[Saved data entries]
■ ■ ■ ■ ■
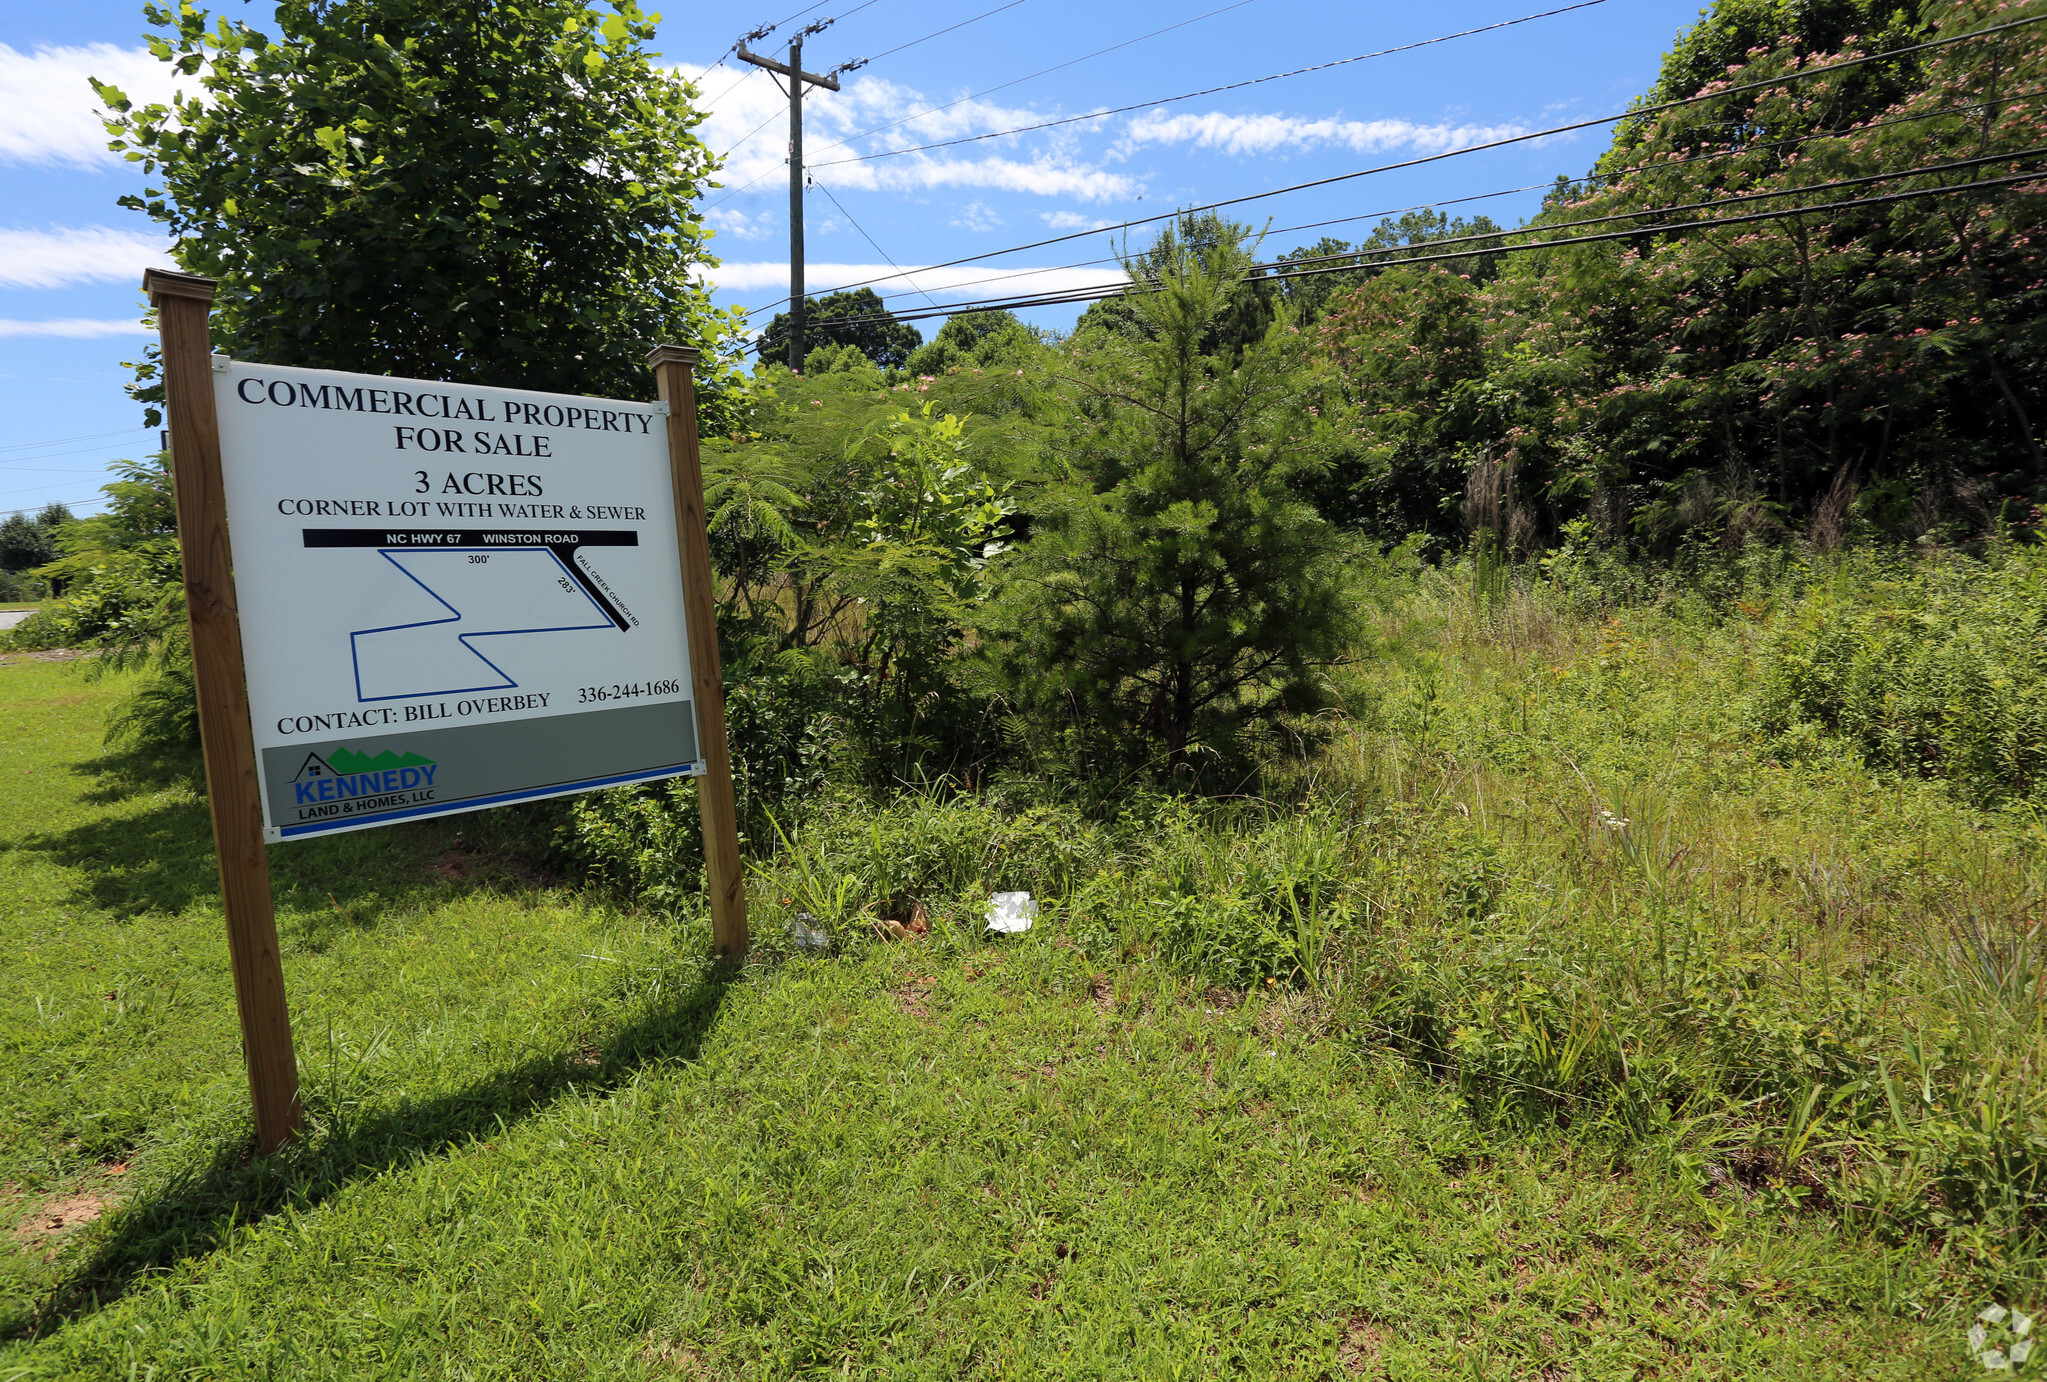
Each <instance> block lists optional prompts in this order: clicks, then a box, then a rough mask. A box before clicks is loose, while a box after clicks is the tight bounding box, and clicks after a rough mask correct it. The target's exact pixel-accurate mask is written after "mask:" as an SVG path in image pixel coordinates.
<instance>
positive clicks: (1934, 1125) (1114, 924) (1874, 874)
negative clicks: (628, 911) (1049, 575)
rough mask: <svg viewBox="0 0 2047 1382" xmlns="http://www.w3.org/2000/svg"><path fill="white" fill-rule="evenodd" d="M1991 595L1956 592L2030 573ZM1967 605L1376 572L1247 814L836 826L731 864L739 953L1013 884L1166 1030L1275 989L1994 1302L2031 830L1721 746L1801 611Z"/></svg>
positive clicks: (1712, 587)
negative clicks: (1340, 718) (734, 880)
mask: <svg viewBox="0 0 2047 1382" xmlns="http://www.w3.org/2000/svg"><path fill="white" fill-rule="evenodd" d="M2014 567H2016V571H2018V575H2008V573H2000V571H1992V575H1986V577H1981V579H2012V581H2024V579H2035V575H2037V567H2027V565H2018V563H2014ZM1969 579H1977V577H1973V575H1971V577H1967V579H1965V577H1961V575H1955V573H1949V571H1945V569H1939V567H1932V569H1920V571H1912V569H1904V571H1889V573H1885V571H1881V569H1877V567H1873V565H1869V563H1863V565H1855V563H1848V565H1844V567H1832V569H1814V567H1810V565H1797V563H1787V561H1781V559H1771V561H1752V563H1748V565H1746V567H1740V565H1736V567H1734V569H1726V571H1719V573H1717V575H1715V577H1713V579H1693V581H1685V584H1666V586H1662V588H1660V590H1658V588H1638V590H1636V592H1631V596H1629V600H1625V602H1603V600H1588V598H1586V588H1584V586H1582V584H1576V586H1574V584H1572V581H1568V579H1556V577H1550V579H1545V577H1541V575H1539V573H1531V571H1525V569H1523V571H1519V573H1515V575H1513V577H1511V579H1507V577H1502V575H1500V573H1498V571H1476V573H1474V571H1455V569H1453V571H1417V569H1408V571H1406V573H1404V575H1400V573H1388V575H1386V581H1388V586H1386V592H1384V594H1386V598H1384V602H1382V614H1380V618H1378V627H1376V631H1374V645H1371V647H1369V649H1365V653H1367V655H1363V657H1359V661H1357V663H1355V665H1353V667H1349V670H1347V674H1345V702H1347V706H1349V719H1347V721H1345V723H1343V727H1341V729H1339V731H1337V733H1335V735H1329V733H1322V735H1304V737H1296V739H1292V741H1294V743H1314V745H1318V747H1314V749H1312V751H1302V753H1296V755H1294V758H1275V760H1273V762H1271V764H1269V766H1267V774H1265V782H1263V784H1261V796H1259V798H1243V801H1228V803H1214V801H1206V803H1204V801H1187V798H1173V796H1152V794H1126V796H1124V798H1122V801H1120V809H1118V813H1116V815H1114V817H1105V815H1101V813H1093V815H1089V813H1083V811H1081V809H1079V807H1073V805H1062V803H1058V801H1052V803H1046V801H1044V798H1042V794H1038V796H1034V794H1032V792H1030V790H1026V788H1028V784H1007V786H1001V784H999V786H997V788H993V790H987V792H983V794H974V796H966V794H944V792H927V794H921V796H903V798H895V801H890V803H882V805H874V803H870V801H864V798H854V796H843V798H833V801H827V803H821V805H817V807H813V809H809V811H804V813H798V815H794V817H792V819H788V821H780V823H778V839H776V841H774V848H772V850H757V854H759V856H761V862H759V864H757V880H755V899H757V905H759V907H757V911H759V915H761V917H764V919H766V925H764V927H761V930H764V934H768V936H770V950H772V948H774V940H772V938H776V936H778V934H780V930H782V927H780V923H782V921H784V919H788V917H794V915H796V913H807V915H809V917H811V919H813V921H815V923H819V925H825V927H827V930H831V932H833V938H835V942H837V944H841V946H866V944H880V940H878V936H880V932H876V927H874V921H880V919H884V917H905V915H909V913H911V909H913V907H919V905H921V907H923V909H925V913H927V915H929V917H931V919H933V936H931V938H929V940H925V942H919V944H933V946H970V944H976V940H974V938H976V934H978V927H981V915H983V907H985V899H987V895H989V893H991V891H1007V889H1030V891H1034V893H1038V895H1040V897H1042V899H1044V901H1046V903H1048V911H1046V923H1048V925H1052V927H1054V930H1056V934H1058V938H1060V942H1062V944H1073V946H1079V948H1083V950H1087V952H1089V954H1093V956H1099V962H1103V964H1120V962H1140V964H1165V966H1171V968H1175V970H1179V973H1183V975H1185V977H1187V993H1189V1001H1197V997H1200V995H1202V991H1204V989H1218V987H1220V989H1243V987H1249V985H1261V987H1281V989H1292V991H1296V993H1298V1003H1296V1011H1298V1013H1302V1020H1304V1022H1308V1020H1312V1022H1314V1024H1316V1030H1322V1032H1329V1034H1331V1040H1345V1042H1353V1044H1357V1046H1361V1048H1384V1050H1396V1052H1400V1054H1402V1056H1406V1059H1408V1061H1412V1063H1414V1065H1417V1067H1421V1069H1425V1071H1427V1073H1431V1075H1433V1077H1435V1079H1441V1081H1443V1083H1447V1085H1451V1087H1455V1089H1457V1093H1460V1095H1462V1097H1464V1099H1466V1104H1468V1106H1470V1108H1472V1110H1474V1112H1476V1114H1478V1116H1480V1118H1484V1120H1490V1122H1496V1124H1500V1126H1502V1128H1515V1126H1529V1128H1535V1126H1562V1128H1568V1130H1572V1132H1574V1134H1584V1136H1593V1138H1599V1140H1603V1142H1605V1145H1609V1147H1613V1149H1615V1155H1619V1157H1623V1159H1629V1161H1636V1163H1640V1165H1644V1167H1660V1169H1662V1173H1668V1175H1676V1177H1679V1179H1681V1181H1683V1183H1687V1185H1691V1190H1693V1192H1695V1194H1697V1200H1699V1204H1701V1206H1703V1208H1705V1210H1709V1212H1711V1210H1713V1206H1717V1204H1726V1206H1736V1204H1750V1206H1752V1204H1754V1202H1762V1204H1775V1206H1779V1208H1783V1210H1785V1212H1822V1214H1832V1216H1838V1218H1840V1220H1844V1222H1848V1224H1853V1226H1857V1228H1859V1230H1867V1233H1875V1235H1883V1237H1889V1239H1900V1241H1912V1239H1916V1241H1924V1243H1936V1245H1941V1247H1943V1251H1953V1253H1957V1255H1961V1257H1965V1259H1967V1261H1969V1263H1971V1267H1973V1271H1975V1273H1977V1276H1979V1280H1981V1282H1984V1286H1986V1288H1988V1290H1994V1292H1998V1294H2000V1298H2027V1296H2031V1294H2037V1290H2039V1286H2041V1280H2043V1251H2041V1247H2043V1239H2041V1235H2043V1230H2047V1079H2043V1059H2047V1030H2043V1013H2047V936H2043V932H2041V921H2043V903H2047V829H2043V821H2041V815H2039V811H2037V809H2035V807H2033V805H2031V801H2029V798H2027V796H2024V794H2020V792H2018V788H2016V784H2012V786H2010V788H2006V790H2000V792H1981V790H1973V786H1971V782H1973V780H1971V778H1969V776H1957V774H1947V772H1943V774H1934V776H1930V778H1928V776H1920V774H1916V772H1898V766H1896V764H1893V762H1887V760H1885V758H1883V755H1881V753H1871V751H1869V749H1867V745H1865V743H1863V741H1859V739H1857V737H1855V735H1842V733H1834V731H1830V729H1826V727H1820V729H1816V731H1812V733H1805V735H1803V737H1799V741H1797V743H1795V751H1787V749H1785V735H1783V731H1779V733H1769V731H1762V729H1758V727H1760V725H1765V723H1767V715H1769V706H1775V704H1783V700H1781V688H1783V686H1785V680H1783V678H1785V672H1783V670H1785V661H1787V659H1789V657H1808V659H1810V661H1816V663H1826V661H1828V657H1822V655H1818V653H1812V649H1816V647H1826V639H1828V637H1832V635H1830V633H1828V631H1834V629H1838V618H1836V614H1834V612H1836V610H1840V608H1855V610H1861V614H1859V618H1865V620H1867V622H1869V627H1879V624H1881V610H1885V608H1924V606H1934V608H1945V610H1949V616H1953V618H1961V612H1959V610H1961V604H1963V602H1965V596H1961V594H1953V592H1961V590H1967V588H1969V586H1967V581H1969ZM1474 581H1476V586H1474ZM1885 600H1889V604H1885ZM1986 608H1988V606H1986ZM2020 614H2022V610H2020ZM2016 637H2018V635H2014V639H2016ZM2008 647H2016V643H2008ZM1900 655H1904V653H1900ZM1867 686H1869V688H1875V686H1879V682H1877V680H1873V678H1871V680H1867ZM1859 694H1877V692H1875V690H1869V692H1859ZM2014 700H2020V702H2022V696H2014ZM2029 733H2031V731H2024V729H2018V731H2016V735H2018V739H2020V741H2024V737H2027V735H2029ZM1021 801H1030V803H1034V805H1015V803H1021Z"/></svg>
■ ■ ■ ■ ■
**Task brief**
Starting at the beginning of the records and ending with the line that contains "negative clicks: (1340, 718) (734, 880)", lay out those lines as a numbered list without any blank lines. Leave the pictures out of the answer.

**Exercise result**
1. Each <instance> block lists optional prompts in this order: clicks, then a box, then a rough mask. A box before clicks is loose, while a box after clicks is the tight bounding box, and clicks after a rough mask correct it. The target's exact pixel-accurate mask is written after "mask:" as an SVG path in image pixel coordinates.
2. <instance>
3. positive clicks: (1934, 1125) (1114, 924) (1874, 874)
4. negative clicks: (628, 911) (1049, 575)
5. rough mask: <svg viewBox="0 0 2047 1382" xmlns="http://www.w3.org/2000/svg"><path fill="white" fill-rule="evenodd" d="M1991 595L1956 592L2030 573ZM1967 605L1376 572L1247 814L836 826L731 864L739 953L1013 884L1166 1030L1275 989L1994 1302L2031 830L1721 746L1801 611Z"/></svg>
6. positive clicks: (1712, 587)
7. negative clicks: (1340, 718) (734, 880)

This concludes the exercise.